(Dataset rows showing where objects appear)
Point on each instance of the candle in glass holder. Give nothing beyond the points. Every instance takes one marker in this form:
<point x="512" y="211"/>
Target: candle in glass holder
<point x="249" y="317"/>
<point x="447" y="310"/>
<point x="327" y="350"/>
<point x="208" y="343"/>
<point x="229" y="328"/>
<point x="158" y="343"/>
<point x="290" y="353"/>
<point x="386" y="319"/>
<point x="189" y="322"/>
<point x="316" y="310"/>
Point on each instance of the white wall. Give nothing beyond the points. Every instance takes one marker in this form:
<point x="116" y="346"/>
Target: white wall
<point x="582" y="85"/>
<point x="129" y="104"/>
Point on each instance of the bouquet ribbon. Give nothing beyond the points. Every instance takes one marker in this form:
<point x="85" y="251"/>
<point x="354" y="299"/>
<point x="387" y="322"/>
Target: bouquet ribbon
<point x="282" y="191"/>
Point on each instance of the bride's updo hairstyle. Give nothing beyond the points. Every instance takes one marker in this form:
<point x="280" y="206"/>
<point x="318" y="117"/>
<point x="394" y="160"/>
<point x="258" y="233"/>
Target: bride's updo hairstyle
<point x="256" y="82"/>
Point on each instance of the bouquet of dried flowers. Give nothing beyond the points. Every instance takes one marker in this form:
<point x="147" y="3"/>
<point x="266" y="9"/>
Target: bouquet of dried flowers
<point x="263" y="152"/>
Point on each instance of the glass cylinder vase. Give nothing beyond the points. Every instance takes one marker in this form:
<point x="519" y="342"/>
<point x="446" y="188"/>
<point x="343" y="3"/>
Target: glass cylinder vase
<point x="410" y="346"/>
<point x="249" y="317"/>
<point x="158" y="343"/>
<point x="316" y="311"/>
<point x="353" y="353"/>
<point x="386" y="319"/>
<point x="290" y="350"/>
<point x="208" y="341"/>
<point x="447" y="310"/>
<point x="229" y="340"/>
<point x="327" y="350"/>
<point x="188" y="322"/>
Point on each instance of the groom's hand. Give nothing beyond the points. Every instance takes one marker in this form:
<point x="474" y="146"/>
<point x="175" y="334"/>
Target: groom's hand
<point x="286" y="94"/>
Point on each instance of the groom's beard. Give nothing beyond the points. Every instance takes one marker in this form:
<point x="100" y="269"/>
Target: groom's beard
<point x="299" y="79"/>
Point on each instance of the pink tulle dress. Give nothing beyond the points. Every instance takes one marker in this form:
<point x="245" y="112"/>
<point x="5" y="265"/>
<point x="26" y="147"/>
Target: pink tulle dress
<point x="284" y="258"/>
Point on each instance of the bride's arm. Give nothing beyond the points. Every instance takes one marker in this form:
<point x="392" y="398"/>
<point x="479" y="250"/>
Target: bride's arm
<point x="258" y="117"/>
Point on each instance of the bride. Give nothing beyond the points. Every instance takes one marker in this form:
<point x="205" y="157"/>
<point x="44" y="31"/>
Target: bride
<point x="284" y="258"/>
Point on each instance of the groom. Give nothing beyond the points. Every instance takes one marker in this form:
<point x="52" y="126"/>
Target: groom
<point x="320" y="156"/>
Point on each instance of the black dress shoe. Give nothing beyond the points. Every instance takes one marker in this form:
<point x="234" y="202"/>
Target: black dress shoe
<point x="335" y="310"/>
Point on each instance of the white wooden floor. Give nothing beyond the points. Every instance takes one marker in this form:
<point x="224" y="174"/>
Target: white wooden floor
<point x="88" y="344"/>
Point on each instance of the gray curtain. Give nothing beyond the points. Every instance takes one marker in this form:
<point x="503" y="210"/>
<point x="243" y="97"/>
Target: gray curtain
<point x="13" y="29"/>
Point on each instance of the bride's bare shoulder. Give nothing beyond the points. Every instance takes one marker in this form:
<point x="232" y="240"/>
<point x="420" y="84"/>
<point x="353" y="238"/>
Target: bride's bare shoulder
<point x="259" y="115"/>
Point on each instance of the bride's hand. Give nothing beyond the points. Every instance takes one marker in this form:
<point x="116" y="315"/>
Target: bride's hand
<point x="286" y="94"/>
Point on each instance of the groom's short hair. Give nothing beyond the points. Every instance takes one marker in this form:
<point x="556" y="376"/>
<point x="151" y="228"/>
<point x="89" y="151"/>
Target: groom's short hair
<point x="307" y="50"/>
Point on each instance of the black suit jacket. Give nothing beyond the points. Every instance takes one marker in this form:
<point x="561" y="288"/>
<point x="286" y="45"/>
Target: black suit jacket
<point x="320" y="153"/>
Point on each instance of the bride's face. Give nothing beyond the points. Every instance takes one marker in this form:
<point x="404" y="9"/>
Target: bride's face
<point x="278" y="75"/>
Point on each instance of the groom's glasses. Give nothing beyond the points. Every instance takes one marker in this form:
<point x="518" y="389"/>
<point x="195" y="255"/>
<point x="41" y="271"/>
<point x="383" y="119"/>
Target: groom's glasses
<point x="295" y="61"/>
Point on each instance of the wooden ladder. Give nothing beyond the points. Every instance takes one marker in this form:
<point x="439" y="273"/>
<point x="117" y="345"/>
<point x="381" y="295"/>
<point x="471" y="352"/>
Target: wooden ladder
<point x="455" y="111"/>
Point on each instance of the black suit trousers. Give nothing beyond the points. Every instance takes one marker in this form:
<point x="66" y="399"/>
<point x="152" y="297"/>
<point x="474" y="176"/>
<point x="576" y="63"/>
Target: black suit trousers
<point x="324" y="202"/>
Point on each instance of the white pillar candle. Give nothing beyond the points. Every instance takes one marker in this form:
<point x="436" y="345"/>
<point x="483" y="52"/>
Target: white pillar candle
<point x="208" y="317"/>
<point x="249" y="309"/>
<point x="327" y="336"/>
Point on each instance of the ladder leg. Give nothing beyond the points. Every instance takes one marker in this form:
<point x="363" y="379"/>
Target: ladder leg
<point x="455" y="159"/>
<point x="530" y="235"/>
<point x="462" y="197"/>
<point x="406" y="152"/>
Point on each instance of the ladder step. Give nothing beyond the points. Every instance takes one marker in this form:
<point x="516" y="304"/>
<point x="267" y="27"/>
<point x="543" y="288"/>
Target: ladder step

§ **Directions**: Reproduce every one of the records above verbatim, line for line, without any change.

§ **Solution to the exercise**:
Point on each instance of the candle in glass holder. Give nothing beyond the points. Every instance takes one marker in this form:
<point x="512" y="211"/>
Target: candle in glass holder
<point x="249" y="317"/>
<point x="447" y="310"/>
<point x="327" y="350"/>
<point x="208" y="343"/>
<point x="229" y="328"/>
<point x="158" y="343"/>
<point x="290" y="353"/>
<point x="386" y="319"/>
<point x="189" y="322"/>
<point x="316" y="310"/>
Point on each instance of the white wall. Give nothing beyond the points. Every instance takes one marker in this form:
<point x="116" y="346"/>
Target: white wall
<point x="582" y="85"/>
<point x="129" y="104"/>
Point on each instance of the bouquet ribbon. Give nothing beyond the points. Every instance takes one marker in this form:
<point x="85" y="251"/>
<point x="354" y="299"/>
<point x="387" y="322"/>
Target: bouquet ribbon
<point x="282" y="191"/>
Point on each instance of the bride's updo hairstyle. Give nothing beyond the points. Every instance takes one marker in this form:
<point x="280" y="206"/>
<point x="318" y="117"/>
<point x="394" y="160"/>
<point x="258" y="233"/>
Target: bride's updo hairstyle
<point x="256" y="82"/>
Point on each instance of the bouquet of dried flowers. Give nothing beyond the points. Every instance takes one marker in this form:
<point x="147" y="3"/>
<point x="266" y="9"/>
Target: bouquet of dried flowers
<point x="263" y="152"/>
Point on each instance of the glass cylinder vase. Give nothing beyond the points. Every instance takes one marker in this form:
<point x="519" y="342"/>
<point x="446" y="188"/>
<point x="343" y="3"/>
Target: glass cylinder vase
<point x="410" y="346"/>
<point x="249" y="317"/>
<point x="158" y="343"/>
<point x="316" y="311"/>
<point x="353" y="353"/>
<point x="386" y="319"/>
<point x="290" y="350"/>
<point x="208" y="341"/>
<point x="447" y="310"/>
<point x="229" y="340"/>
<point x="327" y="350"/>
<point x="188" y="322"/>
Point on each instance of the groom's hand. Give nothing beyond the points. Every instance takes one marker in this form:
<point x="474" y="146"/>
<point x="175" y="334"/>
Target: groom's hand
<point x="286" y="94"/>
Point on each instance of the groom's beard. Give nothing beyond the points. Every instance takes one marker in this form:
<point x="100" y="269"/>
Target: groom's beard
<point x="299" y="79"/>
Point on each instance of the pink tulle dress. Give nothing beyond the points. Every instance takes one marker in this form:
<point x="245" y="112"/>
<point x="5" y="265"/>
<point x="26" y="147"/>
Target: pink tulle dress
<point x="284" y="258"/>
Point on each instance of the bride's arm. Give nothing beyond the points. Every instance takes one marker in this form:
<point x="392" y="398"/>
<point x="479" y="250"/>
Target: bride's arm
<point x="258" y="117"/>
Point on each instance of the bride. Give nothing beyond the points. Every instance takes one marker in this form:
<point x="205" y="157"/>
<point x="44" y="31"/>
Target: bride
<point x="284" y="258"/>
Point on each instance of the groom. Give nothing beyond the points. Every instance takes one marker in this form:
<point x="52" y="126"/>
Target: groom
<point x="320" y="156"/>
Point on each instance of the black dress shoe. Give nothing beyond the points. Every instance takes one marker in this form:
<point x="234" y="202"/>
Target: black dress shoe
<point x="335" y="310"/>
Point on each instance of the white wooden floor. Give nothing beyond the points. Every instance takes one marker in this form:
<point x="224" y="174"/>
Target: white wooden floor
<point x="88" y="344"/>
Point on each instance of the gray curtain. Give nothing beyond the points. Every instance takes one marker in this form:
<point x="503" y="210"/>
<point x="243" y="97"/>
Target: gray curtain
<point x="13" y="29"/>
Point on each instance of the bride's bare shoulder. Give nothing beyond the points. Every instance takes one marker in this form:
<point x="232" y="240"/>
<point x="420" y="84"/>
<point x="353" y="238"/>
Target: bride's bare shoulder
<point x="259" y="115"/>
Point on each instance of the bride's hand. Give nothing beyond the points. Every instance takes one marker in this form:
<point x="116" y="315"/>
Target: bride's hand
<point x="286" y="94"/>
Point on each instance of the groom's short hair. Give nothing beyond the points. Every instance takes one marker in this form:
<point x="556" y="376"/>
<point x="151" y="228"/>
<point x="89" y="151"/>
Target: groom's short hair
<point x="307" y="50"/>
Point on each instance of the black suit jacket. Give nothing beyond the points. Every instance takes one marker in this form:
<point x="561" y="288"/>
<point x="286" y="45"/>
Target: black suit jacket
<point x="320" y="153"/>
Point on each instance of the bride's face. Give nothing beyond the points. Every instance takes one marker in this form:
<point x="404" y="9"/>
Target: bride's face
<point x="278" y="75"/>
Point on each instance of the groom's glasses. Give nothing beyond the points. Every instance takes one marker in this form:
<point x="518" y="389"/>
<point x="195" y="255"/>
<point x="41" y="271"/>
<point x="383" y="119"/>
Target: groom's glasses
<point x="295" y="61"/>
Point on each instance of the wooden ladder. Give nothing beyond the points. Every instance takes one marker in this form:
<point x="439" y="273"/>
<point x="117" y="345"/>
<point x="381" y="295"/>
<point x="471" y="352"/>
Target: wooden ladder
<point x="455" y="111"/>
Point on each instance of the black suit trousers. Give nothing beyond the points. Every instance takes one marker in this form:
<point x="66" y="399"/>
<point x="152" y="297"/>
<point x="474" y="176"/>
<point x="576" y="63"/>
Target: black suit trousers
<point x="324" y="202"/>
Point on each instance of the white pillar candle. Give nothing beyond the points. Every instance takes one marker in this form:
<point x="436" y="345"/>
<point x="483" y="52"/>
Target: white pillar candle
<point x="208" y="317"/>
<point x="249" y="309"/>
<point x="327" y="336"/>
Point on each instance of the ladder leg. Give nothing beyond the points. Every instance takes one marker in this form:
<point x="363" y="379"/>
Target: ladder leg
<point x="455" y="159"/>
<point x="530" y="235"/>
<point x="462" y="197"/>
<point x="406" y="152"/>
Point on each instance of the ladder step. Give nothing beyond the points. Every instance takes one marker in this form:
<point x="516" y="304"/>
<point x="267" y="27"/>
<point x="543" y="288"/>
Target: ladder step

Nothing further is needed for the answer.